── Record set
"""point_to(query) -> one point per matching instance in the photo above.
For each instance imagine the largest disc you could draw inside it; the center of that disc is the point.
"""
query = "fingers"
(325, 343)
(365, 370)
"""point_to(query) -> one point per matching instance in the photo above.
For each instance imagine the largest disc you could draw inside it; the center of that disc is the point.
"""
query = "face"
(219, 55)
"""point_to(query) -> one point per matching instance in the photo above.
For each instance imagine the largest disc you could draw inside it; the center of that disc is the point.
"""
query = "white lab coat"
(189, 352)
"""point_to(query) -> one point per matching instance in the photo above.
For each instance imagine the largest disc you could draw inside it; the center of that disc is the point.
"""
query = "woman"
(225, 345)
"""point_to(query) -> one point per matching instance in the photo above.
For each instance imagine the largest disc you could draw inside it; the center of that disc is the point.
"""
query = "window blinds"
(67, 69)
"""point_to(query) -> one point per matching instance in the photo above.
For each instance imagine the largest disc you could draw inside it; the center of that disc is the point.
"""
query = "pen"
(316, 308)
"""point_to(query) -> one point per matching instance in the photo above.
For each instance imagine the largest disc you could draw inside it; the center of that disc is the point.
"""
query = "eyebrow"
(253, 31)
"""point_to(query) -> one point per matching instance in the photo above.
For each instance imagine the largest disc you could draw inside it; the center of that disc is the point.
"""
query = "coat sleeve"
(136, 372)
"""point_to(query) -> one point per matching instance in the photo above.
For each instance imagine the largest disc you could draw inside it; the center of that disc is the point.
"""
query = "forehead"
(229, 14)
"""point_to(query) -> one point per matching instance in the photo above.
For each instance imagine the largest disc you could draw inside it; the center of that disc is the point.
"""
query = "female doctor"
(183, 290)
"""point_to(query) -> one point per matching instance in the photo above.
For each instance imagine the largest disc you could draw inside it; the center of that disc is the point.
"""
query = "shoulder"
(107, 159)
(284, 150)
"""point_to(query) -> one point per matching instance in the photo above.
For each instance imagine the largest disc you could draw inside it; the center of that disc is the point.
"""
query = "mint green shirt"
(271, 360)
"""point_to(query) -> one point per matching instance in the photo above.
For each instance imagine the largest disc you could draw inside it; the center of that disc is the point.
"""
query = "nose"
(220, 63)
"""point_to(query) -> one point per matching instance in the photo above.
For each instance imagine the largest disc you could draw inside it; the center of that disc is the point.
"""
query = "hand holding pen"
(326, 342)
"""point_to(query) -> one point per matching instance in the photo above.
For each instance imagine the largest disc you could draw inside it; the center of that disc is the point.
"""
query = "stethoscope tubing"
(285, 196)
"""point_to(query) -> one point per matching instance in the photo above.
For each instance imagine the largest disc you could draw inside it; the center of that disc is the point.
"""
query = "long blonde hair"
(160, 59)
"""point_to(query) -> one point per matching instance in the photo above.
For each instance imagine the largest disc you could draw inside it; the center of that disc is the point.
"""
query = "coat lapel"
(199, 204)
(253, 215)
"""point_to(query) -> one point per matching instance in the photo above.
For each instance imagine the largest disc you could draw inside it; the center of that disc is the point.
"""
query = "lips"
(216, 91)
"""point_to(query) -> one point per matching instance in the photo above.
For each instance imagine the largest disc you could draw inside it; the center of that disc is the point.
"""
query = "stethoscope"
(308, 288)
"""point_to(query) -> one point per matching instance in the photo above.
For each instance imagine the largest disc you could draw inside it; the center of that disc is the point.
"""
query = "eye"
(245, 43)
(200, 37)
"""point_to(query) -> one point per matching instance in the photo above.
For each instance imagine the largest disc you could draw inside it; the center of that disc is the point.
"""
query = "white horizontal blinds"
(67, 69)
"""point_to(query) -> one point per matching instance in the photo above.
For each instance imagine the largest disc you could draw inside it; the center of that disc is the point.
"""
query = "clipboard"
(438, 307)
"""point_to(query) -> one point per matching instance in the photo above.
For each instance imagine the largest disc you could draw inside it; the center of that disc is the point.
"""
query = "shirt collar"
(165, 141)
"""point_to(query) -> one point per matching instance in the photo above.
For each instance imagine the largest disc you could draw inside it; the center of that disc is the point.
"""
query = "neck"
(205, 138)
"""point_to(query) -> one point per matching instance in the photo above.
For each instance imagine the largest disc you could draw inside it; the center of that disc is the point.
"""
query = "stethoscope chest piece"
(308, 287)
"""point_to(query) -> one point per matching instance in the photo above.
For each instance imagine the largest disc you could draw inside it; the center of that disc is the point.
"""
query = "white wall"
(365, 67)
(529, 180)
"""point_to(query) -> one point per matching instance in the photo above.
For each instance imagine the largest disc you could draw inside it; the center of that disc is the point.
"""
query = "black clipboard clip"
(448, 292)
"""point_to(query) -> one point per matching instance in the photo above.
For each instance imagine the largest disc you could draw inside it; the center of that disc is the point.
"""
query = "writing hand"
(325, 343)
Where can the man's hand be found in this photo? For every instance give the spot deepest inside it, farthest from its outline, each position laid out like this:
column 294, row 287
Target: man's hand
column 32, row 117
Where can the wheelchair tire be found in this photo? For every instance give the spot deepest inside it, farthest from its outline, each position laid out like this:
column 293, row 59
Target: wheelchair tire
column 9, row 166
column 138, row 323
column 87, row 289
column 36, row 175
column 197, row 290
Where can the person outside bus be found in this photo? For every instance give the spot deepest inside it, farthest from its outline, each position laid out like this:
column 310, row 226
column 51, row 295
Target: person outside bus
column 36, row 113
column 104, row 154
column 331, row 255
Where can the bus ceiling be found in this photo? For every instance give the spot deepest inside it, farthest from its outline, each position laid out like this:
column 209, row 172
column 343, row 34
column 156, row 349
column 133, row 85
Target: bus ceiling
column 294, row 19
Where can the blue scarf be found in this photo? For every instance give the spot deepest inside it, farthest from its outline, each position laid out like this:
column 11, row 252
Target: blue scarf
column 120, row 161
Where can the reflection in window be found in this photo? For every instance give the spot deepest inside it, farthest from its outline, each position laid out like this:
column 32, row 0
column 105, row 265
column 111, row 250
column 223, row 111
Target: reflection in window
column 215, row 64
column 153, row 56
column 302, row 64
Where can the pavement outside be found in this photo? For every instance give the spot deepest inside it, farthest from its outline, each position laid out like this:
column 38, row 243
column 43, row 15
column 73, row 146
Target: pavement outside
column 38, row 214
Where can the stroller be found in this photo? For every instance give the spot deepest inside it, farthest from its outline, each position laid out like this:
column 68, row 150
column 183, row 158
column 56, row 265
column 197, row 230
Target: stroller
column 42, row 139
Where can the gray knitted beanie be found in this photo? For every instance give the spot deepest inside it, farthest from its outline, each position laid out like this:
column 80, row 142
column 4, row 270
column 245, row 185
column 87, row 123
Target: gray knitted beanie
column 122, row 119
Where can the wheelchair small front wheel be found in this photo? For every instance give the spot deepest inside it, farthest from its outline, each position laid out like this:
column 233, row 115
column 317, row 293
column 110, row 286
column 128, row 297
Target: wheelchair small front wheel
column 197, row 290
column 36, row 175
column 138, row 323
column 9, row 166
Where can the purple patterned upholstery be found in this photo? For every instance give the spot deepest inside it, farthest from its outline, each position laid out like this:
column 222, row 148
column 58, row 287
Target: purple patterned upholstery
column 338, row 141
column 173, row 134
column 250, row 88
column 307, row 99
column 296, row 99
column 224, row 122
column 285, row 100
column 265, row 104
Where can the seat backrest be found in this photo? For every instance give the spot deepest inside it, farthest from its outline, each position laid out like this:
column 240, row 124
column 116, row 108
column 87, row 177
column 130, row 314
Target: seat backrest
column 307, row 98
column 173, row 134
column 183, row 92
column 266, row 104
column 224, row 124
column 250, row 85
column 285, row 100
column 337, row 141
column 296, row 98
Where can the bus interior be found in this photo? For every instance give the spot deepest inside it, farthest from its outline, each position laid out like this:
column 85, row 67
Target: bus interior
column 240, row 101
────
── Record set
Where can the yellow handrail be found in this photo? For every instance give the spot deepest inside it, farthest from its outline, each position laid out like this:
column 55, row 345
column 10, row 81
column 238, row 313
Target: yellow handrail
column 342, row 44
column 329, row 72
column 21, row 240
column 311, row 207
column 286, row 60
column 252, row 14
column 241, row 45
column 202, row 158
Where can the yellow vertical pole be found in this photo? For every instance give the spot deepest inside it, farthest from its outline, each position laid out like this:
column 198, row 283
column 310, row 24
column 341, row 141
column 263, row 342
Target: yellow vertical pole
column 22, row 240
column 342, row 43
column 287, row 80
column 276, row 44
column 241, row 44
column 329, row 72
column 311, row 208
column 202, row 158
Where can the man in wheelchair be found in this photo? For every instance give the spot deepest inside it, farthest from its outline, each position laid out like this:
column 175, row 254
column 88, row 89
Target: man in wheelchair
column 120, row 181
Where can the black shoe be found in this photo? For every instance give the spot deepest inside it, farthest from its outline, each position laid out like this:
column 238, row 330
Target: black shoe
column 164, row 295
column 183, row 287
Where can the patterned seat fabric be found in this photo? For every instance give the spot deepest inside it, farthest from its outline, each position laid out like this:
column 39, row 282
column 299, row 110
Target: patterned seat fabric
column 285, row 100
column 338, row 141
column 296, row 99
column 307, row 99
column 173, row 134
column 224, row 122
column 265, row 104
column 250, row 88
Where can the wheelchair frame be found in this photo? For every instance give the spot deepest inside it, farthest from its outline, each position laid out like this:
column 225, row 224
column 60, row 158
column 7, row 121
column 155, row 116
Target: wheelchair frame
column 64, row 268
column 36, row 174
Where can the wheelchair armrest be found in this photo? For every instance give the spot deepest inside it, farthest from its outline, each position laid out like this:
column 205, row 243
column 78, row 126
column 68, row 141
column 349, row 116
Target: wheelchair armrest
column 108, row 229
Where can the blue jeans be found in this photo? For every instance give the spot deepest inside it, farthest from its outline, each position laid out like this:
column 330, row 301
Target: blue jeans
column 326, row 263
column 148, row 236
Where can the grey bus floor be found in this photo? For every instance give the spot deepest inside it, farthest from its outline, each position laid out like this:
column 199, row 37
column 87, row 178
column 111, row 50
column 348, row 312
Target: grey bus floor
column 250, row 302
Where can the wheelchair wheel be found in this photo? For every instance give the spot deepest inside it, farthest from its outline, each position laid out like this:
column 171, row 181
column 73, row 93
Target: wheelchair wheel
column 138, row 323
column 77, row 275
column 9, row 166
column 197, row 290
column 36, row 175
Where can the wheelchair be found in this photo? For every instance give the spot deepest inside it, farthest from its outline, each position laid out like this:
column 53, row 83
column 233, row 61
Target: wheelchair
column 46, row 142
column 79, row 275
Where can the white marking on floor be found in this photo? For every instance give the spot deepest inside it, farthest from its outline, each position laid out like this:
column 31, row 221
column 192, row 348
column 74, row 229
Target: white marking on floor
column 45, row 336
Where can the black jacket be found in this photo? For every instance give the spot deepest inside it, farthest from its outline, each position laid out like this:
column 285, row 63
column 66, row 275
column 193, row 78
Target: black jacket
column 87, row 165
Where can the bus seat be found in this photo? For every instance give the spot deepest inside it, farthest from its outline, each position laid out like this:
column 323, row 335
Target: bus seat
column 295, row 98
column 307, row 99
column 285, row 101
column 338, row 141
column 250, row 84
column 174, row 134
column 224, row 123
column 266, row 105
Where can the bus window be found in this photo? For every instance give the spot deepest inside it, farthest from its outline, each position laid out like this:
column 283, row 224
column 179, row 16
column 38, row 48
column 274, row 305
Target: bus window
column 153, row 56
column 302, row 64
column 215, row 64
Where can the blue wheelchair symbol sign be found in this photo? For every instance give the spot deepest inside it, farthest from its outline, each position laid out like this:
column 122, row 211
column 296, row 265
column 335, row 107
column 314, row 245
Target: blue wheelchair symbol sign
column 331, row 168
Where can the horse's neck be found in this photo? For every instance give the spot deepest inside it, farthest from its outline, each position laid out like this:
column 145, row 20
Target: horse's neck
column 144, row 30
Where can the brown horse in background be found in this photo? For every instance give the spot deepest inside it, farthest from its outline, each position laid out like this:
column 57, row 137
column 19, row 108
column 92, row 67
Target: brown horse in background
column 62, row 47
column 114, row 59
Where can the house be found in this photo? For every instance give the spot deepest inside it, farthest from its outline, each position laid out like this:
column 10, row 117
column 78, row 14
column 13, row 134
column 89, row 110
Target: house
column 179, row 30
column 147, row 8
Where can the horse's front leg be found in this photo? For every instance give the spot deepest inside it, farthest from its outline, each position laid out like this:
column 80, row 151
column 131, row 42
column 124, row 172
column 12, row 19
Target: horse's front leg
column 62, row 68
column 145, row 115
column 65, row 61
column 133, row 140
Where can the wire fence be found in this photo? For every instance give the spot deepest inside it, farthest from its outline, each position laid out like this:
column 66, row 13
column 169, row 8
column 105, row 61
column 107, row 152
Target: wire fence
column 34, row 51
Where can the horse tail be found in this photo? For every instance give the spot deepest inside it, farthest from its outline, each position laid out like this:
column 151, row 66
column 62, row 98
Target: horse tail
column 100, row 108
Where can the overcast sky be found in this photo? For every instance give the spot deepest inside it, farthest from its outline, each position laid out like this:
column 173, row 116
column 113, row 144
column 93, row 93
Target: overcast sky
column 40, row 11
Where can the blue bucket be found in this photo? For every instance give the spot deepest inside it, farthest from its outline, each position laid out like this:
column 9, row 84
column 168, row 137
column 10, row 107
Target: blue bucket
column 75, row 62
────
── Record set
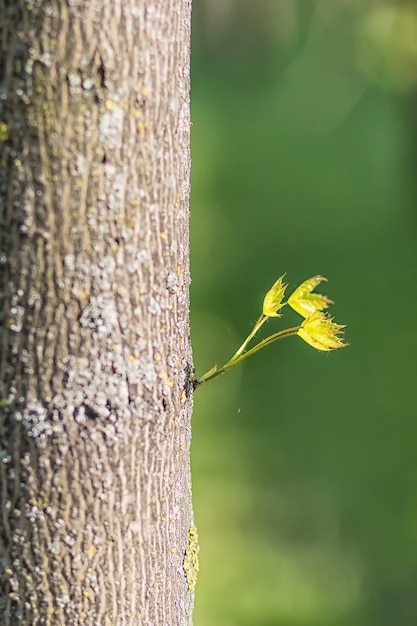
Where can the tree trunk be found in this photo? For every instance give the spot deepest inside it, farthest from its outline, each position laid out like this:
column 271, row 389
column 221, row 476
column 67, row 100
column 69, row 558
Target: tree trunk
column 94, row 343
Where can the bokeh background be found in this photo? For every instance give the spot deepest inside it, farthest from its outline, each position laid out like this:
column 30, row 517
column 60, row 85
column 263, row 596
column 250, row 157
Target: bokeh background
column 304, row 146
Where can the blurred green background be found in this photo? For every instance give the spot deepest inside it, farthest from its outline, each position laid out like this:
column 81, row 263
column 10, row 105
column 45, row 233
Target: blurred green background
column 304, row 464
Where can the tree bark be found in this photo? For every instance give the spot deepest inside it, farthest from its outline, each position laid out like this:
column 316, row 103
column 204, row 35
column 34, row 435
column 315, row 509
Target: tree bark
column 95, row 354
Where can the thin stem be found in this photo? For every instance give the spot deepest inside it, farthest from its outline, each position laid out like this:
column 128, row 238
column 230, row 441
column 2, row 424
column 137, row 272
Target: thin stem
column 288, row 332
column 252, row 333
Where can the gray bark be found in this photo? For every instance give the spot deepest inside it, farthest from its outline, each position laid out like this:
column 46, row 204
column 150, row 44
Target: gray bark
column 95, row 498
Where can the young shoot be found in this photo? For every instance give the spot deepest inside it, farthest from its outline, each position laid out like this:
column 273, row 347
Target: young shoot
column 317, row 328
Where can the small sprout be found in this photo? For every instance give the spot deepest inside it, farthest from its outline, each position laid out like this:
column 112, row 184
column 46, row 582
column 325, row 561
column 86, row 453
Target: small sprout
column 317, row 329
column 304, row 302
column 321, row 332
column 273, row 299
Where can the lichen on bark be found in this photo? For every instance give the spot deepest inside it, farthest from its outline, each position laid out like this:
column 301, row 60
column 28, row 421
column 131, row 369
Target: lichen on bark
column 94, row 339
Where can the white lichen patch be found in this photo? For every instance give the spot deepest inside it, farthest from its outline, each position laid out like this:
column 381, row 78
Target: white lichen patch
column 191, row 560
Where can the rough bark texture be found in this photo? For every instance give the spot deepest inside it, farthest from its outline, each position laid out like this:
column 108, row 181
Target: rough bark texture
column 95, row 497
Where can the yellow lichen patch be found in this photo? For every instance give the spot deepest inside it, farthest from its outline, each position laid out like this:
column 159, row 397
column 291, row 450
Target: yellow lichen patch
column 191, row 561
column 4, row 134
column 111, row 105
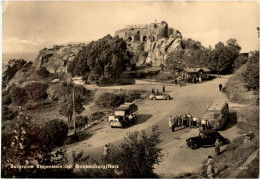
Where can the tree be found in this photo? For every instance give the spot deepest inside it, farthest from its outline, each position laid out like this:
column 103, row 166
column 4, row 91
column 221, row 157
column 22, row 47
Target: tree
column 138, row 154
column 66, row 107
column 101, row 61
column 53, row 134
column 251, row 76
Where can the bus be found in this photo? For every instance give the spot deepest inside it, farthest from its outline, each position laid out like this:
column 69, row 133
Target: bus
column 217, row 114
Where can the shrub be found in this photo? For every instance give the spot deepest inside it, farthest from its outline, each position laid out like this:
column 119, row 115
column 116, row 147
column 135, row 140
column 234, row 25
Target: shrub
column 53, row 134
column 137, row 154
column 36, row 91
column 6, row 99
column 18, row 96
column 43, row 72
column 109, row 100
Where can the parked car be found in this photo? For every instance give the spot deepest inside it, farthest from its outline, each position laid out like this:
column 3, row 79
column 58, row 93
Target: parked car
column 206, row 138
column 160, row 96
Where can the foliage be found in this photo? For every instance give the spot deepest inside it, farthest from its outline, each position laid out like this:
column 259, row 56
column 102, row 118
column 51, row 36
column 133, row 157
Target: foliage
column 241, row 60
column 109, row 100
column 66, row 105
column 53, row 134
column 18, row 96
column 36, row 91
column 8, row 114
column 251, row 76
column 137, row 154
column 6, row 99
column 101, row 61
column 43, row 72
────
(Problem)
Using the entries above, give back exactly the line containing "column 80, row 151", the line containing "Where can the wire", and every line between them, and nothing else.

(Expected output)
column 80, row 151
column 131, row 42
column 124, row 172
column 12, row 19
Target: horse's front leg
column 62, row 68
column 145, row 115
column 65, row 61
column 133, row 140
Where can the wire fence be found in this photo? For every instance give the spot deepest inside it, farthest from its outline, each position laid out like this:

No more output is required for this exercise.